◆ Exercise description ◆
Copy every line of the data word for word, from the line containing "Instruction for annotators: The" through the line containing "[24,170,41,180]", inclusive.

◆ Data supplied ◆
begin
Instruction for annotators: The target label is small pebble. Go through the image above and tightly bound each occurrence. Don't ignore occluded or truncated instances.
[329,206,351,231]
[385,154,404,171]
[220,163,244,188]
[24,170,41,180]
end
begin
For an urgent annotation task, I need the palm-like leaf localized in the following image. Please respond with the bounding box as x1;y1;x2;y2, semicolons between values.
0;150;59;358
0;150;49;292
end
◆ In response ◆
Instruction for annotators: The target label is small pebble. Go through the image above and tightly bound each occurrence. Don't ignore occluded or truncated instances.
[329,206,351,231]
[385,154,404,171]
[220,163,244,188]
[24,170,41,180]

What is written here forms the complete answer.